» Extract to read:

We know that the intention of the people who drafted the law was not to treat the Federal Capital Territory as a special state whose votes count more. There are cases in the past where judges determined that the FCT is to be treated as a 37th state.

The Obidient camp may have the better candidate, but this part of their case is just grasping at straws.

The only thing that should matter in the end is the determination of whether enough rigging occured to change the outcome of the election.

  • c4obi 3 years ago

    Which cases are you referring to (provide links) and are they related to the presidential election?

churchill 3 years ago

Once again, we're finding out the importance of commas in logical statements, especially when they're misplaced.

There's a world of difference between, "let's eat, Timmy," and "let's eat Timmy."

The first is perfect at the dining table while the second is inevitable when you're stranded on a raft out at sea [0].

[0]: https://cutt.ly/v4Yz0hk

dang 3 years ago

Related (I assume?):

The drama in trying to convert election PDFs to Spreadsheets - https://news.ycombinator.com/item?id=35272227 - March 2023 (137 comments)

nomercy400 3 years ago

Doesn't the constitution mention anything about equality? Is a vote from a person in the FCT more valuable than a vote from somewhere else? Or should each vote be equally valuable?

What is the spirit of the constitution? Why are there general elections?

  • wodenokoto 3 years ago

    I imagine the US constitution also says something along the lines of all votes are equal, yet presidents have won, while losing the popular vote.

    https://en.wikipedia.org/wiki/List_of_United_States_presiden...

» Tasks and exercises:
a. Summarize the comment thread in two sentences.
b. Reproduce the stretch of the comment thread from "We know that" through "grasping at straws.".

» Information supplied:
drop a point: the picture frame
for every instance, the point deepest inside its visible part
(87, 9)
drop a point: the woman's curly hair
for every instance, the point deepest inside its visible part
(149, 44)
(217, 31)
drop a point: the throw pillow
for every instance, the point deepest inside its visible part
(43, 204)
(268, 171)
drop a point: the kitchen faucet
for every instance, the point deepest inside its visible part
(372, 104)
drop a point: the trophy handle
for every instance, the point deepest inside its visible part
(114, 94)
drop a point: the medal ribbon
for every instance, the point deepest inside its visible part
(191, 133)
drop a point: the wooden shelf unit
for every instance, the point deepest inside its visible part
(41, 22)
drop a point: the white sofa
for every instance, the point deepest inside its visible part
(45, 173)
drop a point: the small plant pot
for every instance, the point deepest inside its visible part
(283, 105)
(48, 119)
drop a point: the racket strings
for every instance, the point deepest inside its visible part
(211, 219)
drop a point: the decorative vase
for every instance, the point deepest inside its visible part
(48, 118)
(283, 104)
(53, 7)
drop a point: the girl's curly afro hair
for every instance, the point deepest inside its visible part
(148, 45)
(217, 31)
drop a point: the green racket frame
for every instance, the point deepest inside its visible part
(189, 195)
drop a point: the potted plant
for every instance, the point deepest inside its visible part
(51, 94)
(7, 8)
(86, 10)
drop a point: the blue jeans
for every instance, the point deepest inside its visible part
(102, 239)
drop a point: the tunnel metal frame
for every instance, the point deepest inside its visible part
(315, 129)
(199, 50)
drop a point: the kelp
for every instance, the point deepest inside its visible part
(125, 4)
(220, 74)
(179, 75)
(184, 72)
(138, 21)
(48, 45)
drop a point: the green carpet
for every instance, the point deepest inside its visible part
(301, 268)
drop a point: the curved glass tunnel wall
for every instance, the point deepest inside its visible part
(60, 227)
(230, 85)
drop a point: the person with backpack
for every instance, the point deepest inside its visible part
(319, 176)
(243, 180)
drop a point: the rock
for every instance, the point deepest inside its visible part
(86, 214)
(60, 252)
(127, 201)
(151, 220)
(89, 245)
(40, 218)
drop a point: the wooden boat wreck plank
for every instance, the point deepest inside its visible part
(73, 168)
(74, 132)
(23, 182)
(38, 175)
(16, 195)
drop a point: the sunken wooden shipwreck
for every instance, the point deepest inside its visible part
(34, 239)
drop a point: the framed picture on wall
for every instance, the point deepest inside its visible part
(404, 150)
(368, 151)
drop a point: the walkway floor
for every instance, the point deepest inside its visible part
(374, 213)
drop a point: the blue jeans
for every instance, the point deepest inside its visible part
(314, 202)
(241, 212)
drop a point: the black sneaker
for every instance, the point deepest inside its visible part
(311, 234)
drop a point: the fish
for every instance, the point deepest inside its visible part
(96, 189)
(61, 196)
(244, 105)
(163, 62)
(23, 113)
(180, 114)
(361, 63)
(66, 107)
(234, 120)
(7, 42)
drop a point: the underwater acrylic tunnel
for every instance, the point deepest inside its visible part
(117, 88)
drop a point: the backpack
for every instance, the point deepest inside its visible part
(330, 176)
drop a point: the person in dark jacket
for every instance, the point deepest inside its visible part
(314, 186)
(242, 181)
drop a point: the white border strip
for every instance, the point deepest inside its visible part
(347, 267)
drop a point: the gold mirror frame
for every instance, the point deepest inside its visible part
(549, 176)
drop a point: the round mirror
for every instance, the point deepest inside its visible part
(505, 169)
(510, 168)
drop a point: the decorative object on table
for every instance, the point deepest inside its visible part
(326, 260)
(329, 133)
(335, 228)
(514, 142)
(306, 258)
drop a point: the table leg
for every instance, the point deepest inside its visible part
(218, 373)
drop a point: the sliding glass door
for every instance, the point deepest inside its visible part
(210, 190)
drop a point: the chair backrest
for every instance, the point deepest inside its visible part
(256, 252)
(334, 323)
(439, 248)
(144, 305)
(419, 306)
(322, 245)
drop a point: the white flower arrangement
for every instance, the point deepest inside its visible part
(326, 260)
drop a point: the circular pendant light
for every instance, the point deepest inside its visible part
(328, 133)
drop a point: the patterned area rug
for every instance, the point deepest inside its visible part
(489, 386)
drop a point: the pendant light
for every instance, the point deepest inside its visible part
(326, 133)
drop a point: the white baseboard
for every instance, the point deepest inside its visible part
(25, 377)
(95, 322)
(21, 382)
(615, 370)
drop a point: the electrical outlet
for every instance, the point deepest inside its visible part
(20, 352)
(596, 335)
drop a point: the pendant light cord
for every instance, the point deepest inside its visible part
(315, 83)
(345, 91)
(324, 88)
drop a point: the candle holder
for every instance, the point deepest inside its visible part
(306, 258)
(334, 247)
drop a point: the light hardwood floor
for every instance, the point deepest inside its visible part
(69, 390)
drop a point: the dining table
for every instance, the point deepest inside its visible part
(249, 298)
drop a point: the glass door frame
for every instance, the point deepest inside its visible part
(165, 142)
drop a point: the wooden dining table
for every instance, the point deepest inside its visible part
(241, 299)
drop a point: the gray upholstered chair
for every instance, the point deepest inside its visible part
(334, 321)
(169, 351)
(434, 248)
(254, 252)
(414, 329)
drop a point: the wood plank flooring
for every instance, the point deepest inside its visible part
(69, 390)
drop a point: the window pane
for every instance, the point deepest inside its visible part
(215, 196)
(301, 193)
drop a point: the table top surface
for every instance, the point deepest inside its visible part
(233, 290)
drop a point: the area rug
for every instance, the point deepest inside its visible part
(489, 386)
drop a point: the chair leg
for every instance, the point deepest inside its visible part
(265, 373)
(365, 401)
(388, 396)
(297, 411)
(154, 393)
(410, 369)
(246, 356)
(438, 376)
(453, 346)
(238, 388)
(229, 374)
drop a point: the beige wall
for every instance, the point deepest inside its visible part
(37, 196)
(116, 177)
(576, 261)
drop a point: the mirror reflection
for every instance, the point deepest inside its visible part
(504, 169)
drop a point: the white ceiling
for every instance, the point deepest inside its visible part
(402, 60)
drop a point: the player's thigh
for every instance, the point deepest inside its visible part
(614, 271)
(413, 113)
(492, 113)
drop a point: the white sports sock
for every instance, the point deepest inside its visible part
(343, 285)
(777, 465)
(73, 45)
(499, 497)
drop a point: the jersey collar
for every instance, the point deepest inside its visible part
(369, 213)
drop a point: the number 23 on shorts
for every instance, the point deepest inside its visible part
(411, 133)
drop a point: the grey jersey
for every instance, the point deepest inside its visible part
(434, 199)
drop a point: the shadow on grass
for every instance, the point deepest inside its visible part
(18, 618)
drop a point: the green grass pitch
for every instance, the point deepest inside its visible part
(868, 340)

» Task answers:
a. The thread opens with a comment arguing that the law's drafters did not intend the Federal Capital Territory to be a special state whose votes count more, and that the only thing that should matter is whether enough rigging occurred to change the election's outcome. Other commenters ask which past cases are meant, stress the importance of comma placement in logical statements, link a related discussion about converting election PDFs to spreadsheets, and ask whether the constitution says anything about the equality of votes.

b.
We know that the intention of the people who drafted the law was not to treat the Federal Capital Territory as a special state whose votes count more. There are cases in the past where judges determined that the FCT is to be treated as a 37th state.

The Obidient camp may have the better candidate, but this part of their case is just grasping at straws.